** start of Text passage **

- Occupation: Actor
- Years active: 2012–present

= Avinash Raghudevan =

Avinash Raghudevan is an Indian actor who predominantly works in Tamil cinema. He rose to fame for his role in the film Jil Jung Juk (2016), co-starring with Siddharth and Sananth. Subsequently, he played supporting roles in several films, such as Sethum Aayiram Pon (2020), Fight Club (2023), Retro (2025), 29 (2026), and DC (2026).

** end of Text passage **
** start of Supplied material **

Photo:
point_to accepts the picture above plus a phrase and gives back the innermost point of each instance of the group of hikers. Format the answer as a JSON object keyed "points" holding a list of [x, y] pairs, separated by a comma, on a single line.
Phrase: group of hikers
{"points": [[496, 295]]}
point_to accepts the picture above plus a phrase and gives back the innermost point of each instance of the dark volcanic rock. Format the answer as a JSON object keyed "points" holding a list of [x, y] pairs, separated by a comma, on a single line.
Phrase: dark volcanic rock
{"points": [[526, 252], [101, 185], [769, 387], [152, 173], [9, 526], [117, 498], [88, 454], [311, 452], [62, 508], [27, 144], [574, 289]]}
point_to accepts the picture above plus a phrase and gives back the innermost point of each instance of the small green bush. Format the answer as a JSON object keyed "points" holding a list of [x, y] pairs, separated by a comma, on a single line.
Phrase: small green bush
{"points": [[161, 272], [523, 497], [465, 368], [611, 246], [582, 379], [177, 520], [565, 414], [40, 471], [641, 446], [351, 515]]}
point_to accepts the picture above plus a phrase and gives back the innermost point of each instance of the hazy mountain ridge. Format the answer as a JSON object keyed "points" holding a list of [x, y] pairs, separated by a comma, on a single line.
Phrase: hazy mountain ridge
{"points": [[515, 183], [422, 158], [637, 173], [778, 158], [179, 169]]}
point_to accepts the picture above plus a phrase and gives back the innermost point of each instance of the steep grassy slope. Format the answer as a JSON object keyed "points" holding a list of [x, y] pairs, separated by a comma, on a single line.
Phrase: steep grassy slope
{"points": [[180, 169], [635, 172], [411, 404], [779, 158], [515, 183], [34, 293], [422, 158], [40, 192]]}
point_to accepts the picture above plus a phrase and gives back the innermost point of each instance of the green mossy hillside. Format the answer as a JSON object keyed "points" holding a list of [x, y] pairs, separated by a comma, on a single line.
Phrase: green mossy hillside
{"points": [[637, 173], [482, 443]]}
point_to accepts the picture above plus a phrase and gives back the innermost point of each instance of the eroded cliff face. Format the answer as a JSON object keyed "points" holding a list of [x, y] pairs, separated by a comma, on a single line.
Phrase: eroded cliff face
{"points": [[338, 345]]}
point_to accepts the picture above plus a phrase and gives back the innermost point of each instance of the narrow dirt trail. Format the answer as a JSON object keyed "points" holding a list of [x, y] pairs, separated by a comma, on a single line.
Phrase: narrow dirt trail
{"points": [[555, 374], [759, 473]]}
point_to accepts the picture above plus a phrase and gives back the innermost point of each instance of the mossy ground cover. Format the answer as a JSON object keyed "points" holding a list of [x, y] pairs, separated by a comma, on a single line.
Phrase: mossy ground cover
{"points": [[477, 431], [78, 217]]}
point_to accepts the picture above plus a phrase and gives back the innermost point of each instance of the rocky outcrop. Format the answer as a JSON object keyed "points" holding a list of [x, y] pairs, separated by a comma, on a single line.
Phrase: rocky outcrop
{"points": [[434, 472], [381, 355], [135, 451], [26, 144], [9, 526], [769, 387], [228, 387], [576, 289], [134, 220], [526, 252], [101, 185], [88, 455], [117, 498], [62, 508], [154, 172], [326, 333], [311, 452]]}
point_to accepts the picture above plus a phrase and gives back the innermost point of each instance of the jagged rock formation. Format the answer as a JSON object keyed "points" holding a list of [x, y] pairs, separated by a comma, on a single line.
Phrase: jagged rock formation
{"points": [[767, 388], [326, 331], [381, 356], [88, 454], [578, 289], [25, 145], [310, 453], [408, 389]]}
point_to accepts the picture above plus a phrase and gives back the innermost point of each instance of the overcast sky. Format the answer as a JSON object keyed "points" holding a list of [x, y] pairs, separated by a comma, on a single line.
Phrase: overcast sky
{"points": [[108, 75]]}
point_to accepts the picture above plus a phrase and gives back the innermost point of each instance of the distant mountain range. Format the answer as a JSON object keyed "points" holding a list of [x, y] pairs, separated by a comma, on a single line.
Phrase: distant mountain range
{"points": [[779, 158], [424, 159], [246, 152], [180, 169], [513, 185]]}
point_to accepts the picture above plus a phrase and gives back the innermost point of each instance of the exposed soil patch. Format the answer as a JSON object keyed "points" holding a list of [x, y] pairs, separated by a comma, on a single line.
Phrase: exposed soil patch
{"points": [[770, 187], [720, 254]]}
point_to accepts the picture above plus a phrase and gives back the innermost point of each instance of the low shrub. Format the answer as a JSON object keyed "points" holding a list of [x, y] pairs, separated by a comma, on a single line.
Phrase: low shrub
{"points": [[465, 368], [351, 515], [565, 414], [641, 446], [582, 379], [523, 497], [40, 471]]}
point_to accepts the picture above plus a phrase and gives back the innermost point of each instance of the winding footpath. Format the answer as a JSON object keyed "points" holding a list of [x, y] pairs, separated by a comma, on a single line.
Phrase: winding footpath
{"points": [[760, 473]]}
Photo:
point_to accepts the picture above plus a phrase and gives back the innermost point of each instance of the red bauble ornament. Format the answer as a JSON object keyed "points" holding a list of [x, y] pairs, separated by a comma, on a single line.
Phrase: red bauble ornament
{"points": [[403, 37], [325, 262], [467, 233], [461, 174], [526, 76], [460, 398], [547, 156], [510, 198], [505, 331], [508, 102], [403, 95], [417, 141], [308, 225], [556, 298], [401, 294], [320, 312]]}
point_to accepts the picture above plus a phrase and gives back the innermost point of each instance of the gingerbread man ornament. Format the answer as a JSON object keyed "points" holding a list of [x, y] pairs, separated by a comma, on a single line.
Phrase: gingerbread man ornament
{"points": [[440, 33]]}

** end of Supplied material **

- Written request -
Can you rewrite the Avinash Raghudevan text starting with "- Occupation: Actor" and going on through "and DC (2026).", with "supporting roles" changed to "minor roles"? None of this material is needed.

- Response to the exercise -
- Occupation: Actor
- Years active: 2012–present

= Avinash Raghudevan =

Avinash Raghudevan is an Indian actor who predominantly works in Tamil cinema. He rose to fame for his role in the film Jil Jung Juk (2016), co-starring with Siddharth and Sananth. Subsequently, he played minor roles in several films, such as Sethum Aayiram Pon (2020), Fight Club (2023), Retro (2025), 29 (2026), and DC (2026).